| TEXTO SELECIONADO |
···

Nenhuma parte dela está em nenhuma parte da massa. Assim, a
democracia se dissolve em puro processo, e mesmo o processo é
fictício, porque os indivíduos não podem se fundir realmente,
embora um grupo possa exercer a função de massa para um dado
propósito num dado momento, por inação: um negativo. O processo
fictício que se imagina que funcione na democracia pertence a uma
ordem física e matemática e não-moral, começando com um número
arbitrário delimitado pelo acaso do local de residência ou
ascendência.

···

| LISTAGEM |
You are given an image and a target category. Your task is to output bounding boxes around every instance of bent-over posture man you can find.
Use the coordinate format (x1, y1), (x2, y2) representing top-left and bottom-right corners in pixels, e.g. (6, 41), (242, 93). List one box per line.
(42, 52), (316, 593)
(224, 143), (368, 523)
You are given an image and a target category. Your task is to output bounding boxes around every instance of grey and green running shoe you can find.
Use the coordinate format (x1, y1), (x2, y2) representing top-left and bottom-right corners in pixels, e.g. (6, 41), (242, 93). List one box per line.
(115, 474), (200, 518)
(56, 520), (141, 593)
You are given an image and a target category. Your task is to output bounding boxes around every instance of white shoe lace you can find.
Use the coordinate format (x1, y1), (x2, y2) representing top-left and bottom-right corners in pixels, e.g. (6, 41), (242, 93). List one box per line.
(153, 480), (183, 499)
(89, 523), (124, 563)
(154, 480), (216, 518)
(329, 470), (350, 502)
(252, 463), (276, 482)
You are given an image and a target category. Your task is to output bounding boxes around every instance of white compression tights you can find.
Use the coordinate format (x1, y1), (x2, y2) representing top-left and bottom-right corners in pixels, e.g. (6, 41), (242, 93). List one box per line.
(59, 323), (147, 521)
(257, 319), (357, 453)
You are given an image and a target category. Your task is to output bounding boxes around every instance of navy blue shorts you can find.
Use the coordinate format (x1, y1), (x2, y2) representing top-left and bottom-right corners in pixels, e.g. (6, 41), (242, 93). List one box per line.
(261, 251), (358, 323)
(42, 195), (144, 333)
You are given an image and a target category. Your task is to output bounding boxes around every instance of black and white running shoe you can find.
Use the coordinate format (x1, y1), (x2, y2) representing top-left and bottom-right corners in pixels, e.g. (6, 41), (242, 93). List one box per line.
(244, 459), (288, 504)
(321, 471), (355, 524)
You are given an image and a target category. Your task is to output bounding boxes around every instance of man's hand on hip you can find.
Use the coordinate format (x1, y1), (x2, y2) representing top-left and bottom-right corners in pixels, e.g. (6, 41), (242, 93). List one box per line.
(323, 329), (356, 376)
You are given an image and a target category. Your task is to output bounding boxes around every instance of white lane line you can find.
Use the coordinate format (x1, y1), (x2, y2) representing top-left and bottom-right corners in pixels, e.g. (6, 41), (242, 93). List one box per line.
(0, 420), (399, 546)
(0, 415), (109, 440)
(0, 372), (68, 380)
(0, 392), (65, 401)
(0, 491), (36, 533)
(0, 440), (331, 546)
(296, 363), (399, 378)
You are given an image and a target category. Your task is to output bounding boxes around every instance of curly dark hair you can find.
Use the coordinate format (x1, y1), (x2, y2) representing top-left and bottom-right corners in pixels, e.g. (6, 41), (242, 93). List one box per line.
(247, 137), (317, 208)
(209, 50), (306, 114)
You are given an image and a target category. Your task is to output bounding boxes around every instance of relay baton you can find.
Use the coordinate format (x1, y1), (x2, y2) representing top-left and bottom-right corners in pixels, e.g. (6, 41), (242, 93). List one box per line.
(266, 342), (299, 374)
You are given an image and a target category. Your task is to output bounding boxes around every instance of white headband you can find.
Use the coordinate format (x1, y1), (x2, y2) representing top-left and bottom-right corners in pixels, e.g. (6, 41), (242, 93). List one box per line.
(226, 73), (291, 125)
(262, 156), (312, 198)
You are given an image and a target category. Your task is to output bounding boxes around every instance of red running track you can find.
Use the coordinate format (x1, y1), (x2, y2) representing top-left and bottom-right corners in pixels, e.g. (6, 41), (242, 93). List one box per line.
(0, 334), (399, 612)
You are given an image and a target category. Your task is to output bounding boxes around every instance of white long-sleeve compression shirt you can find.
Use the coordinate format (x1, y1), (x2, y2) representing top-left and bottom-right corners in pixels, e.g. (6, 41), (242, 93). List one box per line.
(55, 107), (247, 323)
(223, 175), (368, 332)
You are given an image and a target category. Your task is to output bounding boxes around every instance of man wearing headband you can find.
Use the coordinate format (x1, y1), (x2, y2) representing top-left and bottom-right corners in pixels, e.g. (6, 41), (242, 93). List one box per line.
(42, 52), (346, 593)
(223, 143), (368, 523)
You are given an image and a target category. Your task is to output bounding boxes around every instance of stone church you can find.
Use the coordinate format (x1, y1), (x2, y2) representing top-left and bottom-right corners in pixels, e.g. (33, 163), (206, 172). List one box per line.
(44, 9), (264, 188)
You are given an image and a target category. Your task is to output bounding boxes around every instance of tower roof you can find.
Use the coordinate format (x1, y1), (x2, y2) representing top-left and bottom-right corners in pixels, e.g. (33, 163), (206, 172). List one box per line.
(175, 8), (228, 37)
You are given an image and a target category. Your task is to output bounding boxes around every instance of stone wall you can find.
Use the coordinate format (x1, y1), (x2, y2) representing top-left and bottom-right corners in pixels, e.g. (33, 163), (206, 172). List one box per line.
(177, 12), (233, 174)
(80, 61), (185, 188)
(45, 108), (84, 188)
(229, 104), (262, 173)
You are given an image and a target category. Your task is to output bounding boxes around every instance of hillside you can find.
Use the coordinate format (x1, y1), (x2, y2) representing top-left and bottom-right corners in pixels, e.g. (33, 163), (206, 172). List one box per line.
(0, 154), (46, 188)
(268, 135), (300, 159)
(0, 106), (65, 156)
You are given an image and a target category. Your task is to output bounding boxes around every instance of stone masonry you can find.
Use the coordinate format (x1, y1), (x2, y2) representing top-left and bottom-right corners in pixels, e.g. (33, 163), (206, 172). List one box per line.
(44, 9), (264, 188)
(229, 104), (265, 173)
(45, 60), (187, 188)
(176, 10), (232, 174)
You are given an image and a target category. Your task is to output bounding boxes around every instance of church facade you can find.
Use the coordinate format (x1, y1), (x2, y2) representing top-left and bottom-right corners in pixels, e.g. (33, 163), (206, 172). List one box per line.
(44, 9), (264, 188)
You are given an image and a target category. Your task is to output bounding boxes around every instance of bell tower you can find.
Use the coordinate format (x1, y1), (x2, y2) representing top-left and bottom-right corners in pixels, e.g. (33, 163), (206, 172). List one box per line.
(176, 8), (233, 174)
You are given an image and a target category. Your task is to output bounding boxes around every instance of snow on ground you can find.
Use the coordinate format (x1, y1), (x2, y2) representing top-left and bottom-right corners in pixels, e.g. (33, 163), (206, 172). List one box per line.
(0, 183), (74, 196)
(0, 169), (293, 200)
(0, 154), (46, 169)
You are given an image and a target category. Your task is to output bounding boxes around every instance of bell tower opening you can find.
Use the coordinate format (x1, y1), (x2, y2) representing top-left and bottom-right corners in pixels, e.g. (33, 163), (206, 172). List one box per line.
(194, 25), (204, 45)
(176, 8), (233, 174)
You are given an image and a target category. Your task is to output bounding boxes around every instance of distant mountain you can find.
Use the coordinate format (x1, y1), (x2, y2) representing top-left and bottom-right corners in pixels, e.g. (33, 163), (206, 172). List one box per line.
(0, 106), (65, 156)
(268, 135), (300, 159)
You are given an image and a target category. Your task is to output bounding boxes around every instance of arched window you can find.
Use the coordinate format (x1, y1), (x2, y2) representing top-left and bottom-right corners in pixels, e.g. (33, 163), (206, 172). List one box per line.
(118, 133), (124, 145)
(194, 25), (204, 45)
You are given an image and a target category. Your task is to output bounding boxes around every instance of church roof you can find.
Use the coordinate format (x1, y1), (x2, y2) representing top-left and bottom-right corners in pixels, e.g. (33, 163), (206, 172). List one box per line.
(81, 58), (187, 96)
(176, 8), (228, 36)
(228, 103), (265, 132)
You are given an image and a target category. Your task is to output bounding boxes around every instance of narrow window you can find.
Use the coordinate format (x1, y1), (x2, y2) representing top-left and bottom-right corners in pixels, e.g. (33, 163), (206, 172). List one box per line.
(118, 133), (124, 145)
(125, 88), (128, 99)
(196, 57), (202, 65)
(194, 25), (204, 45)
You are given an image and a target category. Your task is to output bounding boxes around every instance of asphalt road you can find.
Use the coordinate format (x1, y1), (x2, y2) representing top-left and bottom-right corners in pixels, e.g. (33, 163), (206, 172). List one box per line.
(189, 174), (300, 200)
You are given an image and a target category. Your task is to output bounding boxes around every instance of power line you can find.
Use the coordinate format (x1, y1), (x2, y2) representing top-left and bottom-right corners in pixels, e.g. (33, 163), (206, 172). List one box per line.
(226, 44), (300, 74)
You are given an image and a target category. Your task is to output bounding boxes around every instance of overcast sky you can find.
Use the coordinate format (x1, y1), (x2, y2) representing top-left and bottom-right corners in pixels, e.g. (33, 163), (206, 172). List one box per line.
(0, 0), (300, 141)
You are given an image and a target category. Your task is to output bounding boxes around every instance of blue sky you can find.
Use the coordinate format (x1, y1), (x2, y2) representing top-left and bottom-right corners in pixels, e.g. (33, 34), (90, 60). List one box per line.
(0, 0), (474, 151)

···

| INSTRUÇÕES |
De acordo com o texto selecionado, a que ordem pertence o processo fictício que se imagina que funcione na democracia?

| A SOLUÇÃO |
Pertence a uma ordem física e matemática e não-moral.